How many lines in the records below hold the string "outline"? Please answer with the number and nothing more.

(Dataset items)
■ ■ ■ ■

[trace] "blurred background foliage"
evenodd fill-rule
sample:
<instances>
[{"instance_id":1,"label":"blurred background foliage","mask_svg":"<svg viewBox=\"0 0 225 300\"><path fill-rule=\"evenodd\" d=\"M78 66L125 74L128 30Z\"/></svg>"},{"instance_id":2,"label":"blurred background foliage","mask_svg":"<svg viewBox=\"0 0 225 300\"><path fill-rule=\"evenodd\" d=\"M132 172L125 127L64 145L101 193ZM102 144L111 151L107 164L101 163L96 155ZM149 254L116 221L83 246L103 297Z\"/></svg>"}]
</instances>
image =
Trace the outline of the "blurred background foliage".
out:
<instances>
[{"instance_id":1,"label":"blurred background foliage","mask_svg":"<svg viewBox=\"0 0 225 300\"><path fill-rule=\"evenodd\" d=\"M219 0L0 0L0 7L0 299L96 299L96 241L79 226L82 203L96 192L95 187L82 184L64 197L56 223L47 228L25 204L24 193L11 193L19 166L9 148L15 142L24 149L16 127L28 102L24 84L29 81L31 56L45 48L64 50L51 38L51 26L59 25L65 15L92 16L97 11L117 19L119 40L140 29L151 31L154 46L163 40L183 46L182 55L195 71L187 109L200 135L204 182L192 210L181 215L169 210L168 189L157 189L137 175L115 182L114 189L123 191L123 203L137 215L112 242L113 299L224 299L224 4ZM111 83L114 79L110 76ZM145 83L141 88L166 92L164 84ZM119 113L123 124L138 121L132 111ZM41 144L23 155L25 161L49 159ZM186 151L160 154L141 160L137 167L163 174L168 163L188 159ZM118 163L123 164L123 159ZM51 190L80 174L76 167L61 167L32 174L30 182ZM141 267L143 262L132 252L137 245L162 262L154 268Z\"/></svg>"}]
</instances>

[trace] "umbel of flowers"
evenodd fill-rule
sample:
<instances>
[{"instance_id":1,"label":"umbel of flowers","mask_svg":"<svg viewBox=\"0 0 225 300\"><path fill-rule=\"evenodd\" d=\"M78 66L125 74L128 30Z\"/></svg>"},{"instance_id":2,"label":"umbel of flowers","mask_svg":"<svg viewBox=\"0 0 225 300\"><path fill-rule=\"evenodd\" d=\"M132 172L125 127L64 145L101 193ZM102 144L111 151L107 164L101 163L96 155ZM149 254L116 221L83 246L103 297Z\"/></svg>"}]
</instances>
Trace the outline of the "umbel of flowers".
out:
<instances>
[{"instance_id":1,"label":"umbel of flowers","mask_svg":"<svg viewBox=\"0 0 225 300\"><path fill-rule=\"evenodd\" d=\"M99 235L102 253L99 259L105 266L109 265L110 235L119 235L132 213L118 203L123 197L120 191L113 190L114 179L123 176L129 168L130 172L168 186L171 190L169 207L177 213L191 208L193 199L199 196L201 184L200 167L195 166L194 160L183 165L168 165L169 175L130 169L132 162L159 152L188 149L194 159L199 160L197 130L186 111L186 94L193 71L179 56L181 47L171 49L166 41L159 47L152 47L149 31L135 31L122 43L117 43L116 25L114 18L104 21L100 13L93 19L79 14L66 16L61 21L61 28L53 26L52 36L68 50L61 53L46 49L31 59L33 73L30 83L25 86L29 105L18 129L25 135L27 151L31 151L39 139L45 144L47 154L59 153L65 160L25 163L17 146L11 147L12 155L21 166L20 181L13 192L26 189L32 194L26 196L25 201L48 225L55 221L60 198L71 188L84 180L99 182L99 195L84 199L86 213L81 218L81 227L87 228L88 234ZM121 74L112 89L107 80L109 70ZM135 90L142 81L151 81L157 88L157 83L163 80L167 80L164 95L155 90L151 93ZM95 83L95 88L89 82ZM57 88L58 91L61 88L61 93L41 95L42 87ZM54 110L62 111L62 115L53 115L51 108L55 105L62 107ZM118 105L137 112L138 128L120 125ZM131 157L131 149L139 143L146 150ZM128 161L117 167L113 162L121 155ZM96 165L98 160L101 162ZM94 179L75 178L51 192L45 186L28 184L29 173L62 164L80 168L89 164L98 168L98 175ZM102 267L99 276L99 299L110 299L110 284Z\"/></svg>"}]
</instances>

■ ■ ■ ■

Result for this exercise: 2